### Tujuan Latihan
Tuliskan semua kata berawalan "mem-" yang ada dalam kutipan sumber, masing-masing satu kali saja.

### Kutipan Sumber
· · · · · · ·

Leon Morris (Tyndale): “this view has the merit of making the book exceedingly meaningful for the people to whom it was written. And it has the demerit of making it meaningless (except for the information it gives about that early generation) for all subsequent readers” [= pandangan ini mempunyai kebaikan dalam membuat kitab ini sangat berarti untuk orang-orang kepada siapa kitab itu ditulis (pembaca orisinil). Dan pandangan ini mempunyai kejelekan dalam membuat kitab itu tidak mempunyai arti (kecuali memberikan informasi tentang generasi yang lebih awal) untuk semua pembaca yang hidup setelah para pembaca orisinil] - hal 16.

 

·        pandangan ini sangat bersandar pada penulisan kitab Wahyu sebelum 70 M, padahal ini adalah suatu hal yang diperdebatkan.

· · · · · · ·

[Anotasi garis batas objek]

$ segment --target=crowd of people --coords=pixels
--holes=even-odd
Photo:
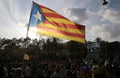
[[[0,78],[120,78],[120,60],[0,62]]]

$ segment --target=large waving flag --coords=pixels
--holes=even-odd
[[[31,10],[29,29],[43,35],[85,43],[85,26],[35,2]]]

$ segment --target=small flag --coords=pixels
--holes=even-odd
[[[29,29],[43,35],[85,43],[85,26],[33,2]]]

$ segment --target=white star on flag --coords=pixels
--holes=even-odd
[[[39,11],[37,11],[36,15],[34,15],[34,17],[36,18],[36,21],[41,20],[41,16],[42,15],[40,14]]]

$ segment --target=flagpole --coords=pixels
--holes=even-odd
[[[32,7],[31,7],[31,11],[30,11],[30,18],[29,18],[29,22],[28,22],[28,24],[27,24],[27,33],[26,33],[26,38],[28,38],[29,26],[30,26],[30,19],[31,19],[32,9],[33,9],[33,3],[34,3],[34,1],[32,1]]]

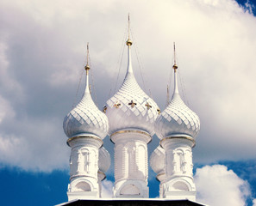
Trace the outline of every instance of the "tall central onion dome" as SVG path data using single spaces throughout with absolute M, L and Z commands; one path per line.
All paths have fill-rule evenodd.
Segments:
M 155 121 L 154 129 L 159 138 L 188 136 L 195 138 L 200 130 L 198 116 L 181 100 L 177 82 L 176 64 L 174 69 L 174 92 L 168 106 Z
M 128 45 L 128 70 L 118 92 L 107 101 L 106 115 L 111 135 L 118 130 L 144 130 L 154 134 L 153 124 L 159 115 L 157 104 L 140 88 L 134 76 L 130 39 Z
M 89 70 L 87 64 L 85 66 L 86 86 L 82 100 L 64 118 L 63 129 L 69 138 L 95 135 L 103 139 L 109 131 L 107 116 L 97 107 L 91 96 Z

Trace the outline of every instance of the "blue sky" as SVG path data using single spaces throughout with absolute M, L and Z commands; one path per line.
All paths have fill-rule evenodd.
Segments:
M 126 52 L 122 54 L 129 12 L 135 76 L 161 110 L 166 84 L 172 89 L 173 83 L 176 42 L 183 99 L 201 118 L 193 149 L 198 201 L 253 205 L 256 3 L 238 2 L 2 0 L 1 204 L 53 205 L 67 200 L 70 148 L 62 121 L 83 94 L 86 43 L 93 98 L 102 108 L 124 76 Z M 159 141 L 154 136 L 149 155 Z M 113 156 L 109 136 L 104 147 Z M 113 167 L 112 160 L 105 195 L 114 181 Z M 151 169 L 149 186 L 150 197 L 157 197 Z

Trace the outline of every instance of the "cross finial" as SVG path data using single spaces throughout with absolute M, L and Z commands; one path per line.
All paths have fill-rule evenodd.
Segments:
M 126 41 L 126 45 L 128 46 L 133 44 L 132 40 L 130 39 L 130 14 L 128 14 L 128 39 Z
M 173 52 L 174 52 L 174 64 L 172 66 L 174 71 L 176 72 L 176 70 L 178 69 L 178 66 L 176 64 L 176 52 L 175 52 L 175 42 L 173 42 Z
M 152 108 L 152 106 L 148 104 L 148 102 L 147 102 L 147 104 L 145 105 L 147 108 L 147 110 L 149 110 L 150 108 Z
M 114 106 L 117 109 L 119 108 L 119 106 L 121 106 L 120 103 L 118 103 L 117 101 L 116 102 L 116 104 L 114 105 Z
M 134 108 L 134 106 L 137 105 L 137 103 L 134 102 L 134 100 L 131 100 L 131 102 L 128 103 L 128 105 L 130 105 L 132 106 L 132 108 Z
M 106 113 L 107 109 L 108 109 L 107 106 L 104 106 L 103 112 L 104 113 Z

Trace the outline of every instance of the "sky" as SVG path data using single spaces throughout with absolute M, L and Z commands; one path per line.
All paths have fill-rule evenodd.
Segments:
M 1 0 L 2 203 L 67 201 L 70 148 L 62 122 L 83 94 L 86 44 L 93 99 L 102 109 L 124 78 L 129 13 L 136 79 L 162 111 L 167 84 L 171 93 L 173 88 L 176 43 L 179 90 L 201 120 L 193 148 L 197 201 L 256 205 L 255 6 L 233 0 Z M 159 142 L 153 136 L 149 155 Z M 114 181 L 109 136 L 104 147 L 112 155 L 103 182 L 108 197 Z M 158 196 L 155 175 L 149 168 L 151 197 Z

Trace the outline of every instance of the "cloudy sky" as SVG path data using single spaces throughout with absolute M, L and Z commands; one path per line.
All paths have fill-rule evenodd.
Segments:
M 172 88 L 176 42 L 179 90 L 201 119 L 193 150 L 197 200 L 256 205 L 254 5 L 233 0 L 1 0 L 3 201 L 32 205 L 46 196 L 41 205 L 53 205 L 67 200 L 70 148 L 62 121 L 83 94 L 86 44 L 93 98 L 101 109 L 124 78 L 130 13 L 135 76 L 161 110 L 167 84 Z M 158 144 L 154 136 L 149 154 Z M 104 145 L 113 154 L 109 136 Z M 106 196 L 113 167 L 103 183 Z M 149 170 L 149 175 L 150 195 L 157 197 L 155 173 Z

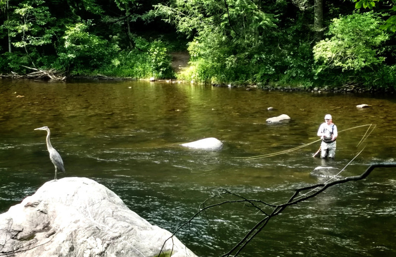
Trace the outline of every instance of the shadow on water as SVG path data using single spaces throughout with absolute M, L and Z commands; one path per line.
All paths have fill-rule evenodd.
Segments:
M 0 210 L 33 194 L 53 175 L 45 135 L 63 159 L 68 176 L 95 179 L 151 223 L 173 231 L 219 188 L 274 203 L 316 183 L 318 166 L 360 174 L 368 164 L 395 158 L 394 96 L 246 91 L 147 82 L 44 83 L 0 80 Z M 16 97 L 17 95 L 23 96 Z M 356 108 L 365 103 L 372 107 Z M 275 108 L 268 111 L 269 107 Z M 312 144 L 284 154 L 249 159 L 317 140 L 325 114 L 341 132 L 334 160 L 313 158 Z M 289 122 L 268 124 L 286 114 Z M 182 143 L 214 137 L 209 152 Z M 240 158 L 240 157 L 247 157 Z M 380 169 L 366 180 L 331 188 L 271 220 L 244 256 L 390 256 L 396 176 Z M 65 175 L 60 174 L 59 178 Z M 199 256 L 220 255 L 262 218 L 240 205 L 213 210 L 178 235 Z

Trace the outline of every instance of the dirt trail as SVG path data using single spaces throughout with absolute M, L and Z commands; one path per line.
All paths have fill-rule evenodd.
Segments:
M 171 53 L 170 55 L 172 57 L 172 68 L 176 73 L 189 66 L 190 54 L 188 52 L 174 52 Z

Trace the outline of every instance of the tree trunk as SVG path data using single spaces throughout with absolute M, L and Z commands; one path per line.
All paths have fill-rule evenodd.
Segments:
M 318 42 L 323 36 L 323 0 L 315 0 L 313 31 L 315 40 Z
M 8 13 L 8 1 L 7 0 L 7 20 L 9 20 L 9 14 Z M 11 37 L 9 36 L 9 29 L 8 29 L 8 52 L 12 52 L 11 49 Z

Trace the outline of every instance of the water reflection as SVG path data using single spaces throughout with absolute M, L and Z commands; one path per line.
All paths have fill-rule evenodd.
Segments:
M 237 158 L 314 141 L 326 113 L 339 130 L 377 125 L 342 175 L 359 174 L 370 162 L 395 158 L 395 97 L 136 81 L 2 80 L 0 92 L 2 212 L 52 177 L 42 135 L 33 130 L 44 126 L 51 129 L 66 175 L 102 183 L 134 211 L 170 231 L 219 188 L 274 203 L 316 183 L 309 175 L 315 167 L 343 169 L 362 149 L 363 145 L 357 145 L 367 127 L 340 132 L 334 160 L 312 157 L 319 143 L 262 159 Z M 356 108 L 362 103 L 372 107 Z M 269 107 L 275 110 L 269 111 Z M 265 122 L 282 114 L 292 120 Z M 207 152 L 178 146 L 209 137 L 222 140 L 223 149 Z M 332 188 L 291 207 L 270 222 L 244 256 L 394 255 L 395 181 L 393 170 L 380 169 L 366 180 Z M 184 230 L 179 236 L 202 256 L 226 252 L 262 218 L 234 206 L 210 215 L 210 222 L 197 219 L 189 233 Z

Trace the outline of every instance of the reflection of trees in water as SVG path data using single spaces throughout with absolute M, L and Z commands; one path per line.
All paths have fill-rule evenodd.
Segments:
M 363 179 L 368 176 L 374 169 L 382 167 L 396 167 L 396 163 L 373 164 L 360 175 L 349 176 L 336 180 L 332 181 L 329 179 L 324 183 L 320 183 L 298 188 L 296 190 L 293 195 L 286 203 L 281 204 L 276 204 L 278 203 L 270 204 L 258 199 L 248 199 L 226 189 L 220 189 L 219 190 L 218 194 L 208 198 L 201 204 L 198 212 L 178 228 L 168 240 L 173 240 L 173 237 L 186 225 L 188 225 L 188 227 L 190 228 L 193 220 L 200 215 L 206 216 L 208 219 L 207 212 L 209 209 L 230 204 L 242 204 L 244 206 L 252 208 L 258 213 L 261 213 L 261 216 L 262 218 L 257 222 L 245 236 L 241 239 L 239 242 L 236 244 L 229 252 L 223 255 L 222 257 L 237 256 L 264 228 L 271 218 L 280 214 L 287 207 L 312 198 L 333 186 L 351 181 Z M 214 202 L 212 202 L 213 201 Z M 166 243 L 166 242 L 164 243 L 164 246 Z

· · · · · · ·

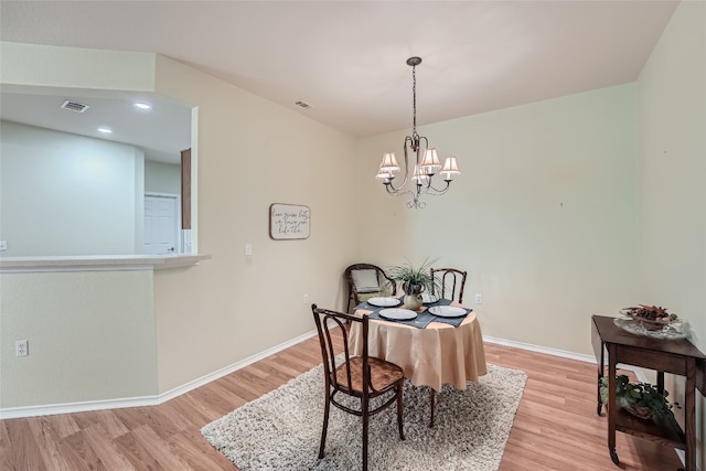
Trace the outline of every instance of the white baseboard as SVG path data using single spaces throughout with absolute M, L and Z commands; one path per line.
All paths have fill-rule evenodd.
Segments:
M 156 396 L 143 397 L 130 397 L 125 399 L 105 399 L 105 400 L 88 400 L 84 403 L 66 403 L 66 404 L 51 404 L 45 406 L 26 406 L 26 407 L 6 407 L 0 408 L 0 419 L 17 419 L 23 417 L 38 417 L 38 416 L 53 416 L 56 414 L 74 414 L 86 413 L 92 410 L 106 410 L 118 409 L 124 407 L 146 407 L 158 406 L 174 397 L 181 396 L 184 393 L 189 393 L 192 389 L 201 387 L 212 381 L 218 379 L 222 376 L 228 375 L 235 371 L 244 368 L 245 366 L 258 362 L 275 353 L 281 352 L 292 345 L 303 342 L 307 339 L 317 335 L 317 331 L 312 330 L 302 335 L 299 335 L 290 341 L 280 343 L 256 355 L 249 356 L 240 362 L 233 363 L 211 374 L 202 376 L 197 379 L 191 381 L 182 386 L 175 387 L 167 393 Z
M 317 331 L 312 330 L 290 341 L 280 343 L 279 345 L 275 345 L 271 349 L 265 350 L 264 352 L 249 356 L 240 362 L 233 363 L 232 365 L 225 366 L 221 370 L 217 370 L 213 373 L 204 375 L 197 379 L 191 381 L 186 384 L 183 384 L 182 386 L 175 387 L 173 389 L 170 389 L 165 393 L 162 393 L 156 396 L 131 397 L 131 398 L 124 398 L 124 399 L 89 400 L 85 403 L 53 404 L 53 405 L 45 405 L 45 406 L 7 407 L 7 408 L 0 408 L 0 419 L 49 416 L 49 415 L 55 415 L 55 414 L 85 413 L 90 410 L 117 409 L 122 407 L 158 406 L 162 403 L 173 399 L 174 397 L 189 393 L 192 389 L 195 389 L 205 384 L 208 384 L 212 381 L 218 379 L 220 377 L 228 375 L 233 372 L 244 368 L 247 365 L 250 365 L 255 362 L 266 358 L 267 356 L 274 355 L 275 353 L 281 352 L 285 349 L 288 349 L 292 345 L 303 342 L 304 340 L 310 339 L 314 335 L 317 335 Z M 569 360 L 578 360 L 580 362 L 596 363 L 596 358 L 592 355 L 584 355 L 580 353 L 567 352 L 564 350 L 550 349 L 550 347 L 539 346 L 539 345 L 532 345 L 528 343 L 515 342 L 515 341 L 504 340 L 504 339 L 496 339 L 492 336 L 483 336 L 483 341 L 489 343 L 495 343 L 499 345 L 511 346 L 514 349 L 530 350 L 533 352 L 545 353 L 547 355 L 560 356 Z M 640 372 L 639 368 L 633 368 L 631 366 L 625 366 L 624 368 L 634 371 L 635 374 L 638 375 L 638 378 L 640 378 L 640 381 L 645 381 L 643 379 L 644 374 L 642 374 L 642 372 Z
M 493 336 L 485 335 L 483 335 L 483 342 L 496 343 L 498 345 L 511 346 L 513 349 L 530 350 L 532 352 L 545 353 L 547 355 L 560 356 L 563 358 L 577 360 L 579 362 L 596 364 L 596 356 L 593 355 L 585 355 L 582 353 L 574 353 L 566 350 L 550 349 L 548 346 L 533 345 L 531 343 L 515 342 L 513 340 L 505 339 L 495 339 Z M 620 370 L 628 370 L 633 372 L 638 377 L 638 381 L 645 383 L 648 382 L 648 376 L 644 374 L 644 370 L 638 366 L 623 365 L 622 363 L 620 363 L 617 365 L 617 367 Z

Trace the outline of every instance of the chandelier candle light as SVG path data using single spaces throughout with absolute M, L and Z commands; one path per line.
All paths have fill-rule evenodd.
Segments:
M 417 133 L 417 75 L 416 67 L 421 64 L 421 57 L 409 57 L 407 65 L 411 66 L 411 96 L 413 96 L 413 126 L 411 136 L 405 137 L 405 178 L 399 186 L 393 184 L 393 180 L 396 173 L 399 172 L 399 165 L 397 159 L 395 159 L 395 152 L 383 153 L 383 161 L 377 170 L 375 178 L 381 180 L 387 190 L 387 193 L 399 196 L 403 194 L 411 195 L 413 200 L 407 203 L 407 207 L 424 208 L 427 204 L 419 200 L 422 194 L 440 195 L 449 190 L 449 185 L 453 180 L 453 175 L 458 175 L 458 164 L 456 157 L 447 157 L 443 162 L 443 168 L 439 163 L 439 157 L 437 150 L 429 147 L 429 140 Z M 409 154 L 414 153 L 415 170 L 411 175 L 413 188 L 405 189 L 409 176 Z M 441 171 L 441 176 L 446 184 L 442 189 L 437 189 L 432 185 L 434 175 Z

· · · · · · ·

### Jawaban Tugas
mempunyai, membuat, memberikan